▶ _TEXT SEGMENT_
# # # #

Let’s be honest. Our parents and grandparents know something that we don’t.

They know that life can be difficult. They’ve seen this before, and if they haven’t, they’ve heard about it from their parents. They were raised knowing that yishuv hadaas, calm and tranquility, and the ability to function in times of stress, are imperative for Jews.

Those videos you see of energetic kids shouting out “Gut Shabbos” to the corona-confined Bubby and Zeidy peering down helplessly from their porch? You’re missing the real story. The invisible, intangible package being transmitted isn’t the colorful cards or kugel left at the bottom of the stairs, but the faith and power of Bubby and Zeidy flowing downward.

During these weeks, we’ve announced that we get it too, our generation that has it all figured out — camp applications done and next year’s playgroup slot reserved and the lease on the 2019 Volvo xc90 up just in time to get the 2021, either Osmium Grey Metallic or Savile Grey Metallic, we’re still deciding. We get it, we can also deal with adversity.

# # # #

▶ _STUDY MATERIAL_
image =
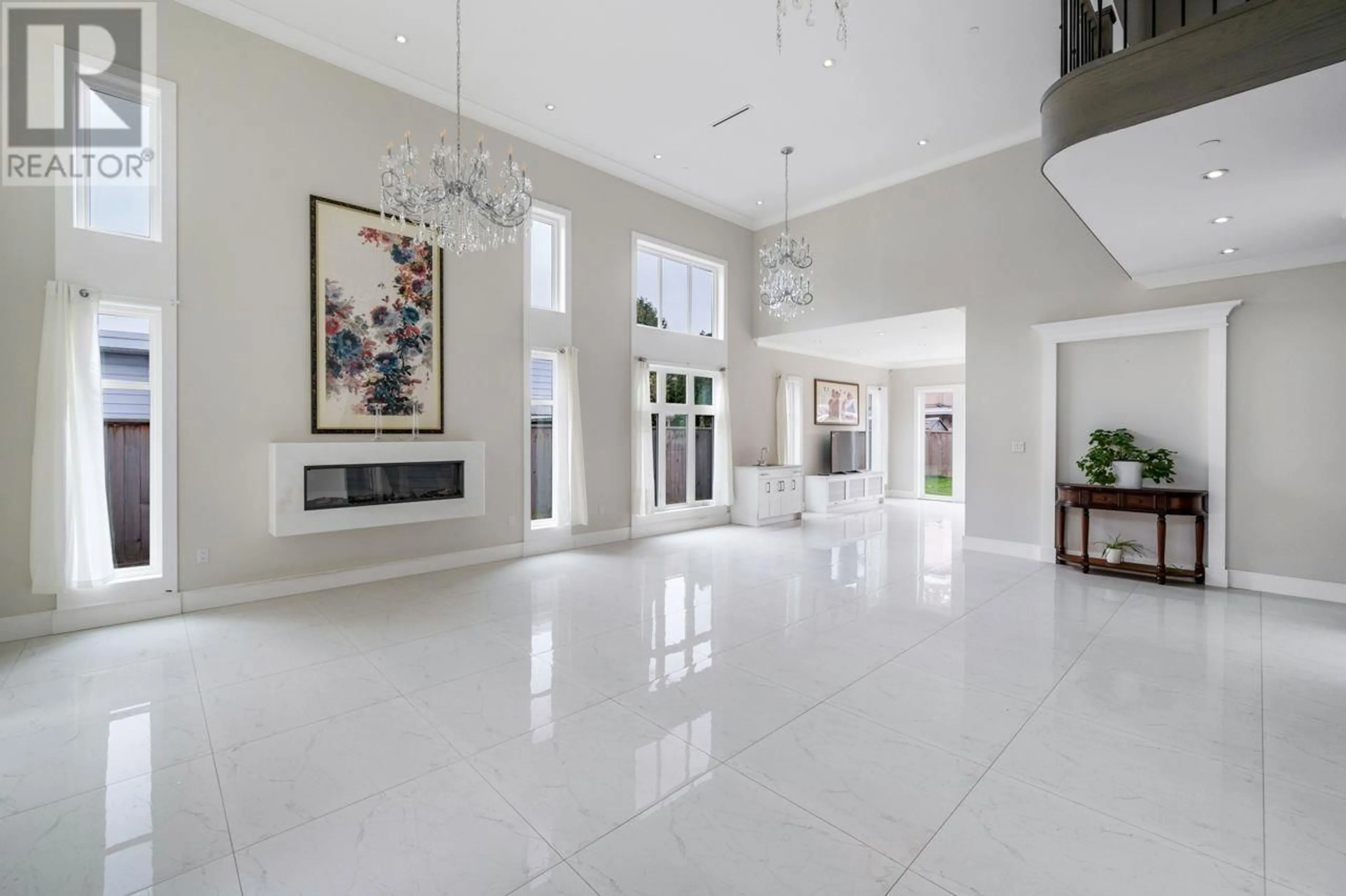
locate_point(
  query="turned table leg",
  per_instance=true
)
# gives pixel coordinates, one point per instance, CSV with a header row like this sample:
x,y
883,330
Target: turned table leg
x,y
1201,548
1061,535
1084,540
1162,573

# # # #

▶ _REQUIREMENT 1_
Rewrite the passage on what our parents and grandparents know, starting with "During these weeks, we’ve" and going on through "deal with adversity.", with "Volvo" replaced by "Subaru".
▶ _REQUIREMENT 2_
Carry on the essay about the calm that grandparents pass down in hard times, beginning after its final sentence.

▶ _WRITTEN RESPONSE 1_
During these weeks, we’ve announced that we get it too, our generation that has it all figured out — camp applications done and next year’s playgroup slot reserved and the lease on the 2019 Subaru xc90 up just in time to get the 2021, either Osmium Grey Metallic or Savile Grey Metallic, we’re still deciding. We get it, we can also deal with adversity.

▶ _WRITTEN RESPONSE 2_
Maybe when this is all over we’ll create our own Ben Zion Shenkers and warbling Pirchei choirs that sing with a bit of hesitation and wonder, that don’t take so much for granted, that don’t see themselves as the central story, but who focus instead on the words they sing and message they bring. Maybe we’ll be a bit humbler and a bit more real and remember these days when we saw truth: that family is really like family, that Shabbos is really a taste of happiness, that living with the Master and His plan gives comfort and serenity, that one can have a physical craving to say “Amen yehei shemei rabba” or kiss a sefer Torah, that there is a glory in a neshamah. We’ve read about those hoarding toilet paper and Tylenol, but haven’t yet heard of a single person hoarding matzah — because the ones who cherish matzah also cherish sharing with others.

By the time you read this, Mashiach may well be here. Even if not, he will certainly be so much closer after another week of this cleansing. This will end.

 

When a person does not have a son, his wife should ask him the questions. If he does not have a wife, he and another should ask each other: “Why is this night different?”… A person who is alone should ask himself: “Why is this night different?” (Rambam, Hilchos Chometz Umatzah, 7:3).

How can a person fulfill the obligation of telling one’s son by asking himself the questions? Great men understood this as a mandate to speak to the child within yourself: the naive, somewhat unsophisticated part that remains unsullied by too much information.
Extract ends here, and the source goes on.